» Some records:
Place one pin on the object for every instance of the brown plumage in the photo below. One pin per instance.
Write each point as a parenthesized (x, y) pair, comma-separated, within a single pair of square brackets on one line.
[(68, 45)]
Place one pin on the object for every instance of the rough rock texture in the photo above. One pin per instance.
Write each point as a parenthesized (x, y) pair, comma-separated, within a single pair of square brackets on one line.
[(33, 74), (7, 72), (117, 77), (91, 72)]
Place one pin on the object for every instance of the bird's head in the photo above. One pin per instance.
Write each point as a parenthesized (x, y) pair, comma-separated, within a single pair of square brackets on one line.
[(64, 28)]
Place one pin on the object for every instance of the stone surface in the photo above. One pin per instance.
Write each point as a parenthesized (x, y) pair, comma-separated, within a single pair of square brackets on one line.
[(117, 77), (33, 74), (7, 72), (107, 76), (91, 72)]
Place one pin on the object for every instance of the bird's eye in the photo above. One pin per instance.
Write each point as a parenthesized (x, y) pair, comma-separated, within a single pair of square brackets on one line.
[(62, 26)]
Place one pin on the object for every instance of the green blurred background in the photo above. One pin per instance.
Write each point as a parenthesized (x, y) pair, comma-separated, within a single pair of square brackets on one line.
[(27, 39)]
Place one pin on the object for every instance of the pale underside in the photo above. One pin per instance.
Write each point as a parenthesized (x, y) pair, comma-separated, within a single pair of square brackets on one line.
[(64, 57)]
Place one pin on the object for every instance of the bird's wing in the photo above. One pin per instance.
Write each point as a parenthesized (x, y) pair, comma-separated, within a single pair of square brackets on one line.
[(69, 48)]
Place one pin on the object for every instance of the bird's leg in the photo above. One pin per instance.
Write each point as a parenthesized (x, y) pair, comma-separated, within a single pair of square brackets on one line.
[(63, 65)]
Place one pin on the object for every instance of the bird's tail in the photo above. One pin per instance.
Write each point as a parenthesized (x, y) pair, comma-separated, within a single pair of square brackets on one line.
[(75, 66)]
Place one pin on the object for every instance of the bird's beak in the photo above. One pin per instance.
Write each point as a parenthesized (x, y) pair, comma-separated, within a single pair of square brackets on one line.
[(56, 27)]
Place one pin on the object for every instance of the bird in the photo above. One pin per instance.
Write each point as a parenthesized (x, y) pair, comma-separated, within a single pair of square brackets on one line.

» Exercise description: Extract the entries above verbatim.

» Completed task:
Place one pin on the object for every instance of the brown plumage in the photo below. One pin per instance.
Write each point as a parenthesized (x, y) pair, comma-separated, within a single pair of square brackets on one line.
[(68, 45)]
Place one pin on the object for every instance of the rough rock texture in the photo above. One pin per instance.
Write each point as a parenthesized (x, y) pair, comma-separated, within a single pair of square brackets on one line.
[(33, 74), (7, 72), (117, 77), (91, 72)]
Place one pin on the object for every instance of the bird's head in the photo above. One pin per instance.
Write each point as a parenthesized (x, y) pair, comma-separated, within a single pair of square brackets on one line.
[(64, 28)]
Place one pin on the object for every instance of the stone surface in the photo above. One pin per instance.
Write each point as a parenthesized (x, y) pair, comma-separated, within a single pair of square brackets on one line.
[(117, 77), (33, 74), (7, 72), (107, 76), (91, 72)]
Place one pin on the object for every instance of the bird's eye in the photo above. One pin per instance.
Write each point as a parenthesized (x, y) pair, comma-separated, within a single pair of square brackets on one line.
[(62, 26)]
Place one pin on the object for every instance of the green blurred background in the photo above. One pin per instance.
Write each point as a parenthesized (x, y) pair, comma-separated, within a single pair of square brackets on one line.
[(27, 39)]
Place one pin on the object for every instance of the pale underside in the photo above. One pin per instance.
Write each point as a parenthesized (x, y) pair, comma-separated, within a single pair of square brackets on one line.
[(64, 57)]
Place one pin on the object for every instance of the bird's wing in the photo above. One pin per instance.
Write each point as a parenthesized (x, y) pair, comma-separated, within a single pair of square brackets on one line.
[(69, 48)]
Place one pin on the object for every instance of the bird's leg in the photo above. One pin per instance.
Write each point as a parenthesized (x, y) pair, comma-separated, within a single pair of square brackets on one line.
[(63, 65)]
Place one pin on the object for every instance of the bird's tail in the photo above. One pin per instance.
Write each point as a parenthesized (x, y) pair, comma-separated, within a single pair of square brackets on one line.
[(75, 66)]
Place one pin on the object for every instance of the bird's beak in the photo above. One pin per instance.
Write each point as a parenthesized (x, y) pair, comma-separated, within a single pair of square brackets on one line.
[(56, 27)]
Place one pin on the object for every instance of the bird in the photo above. One pin per instance.
Write each point as a parenthesized (x, y) pair, comma-separated, within a single pair of square brackets on one line.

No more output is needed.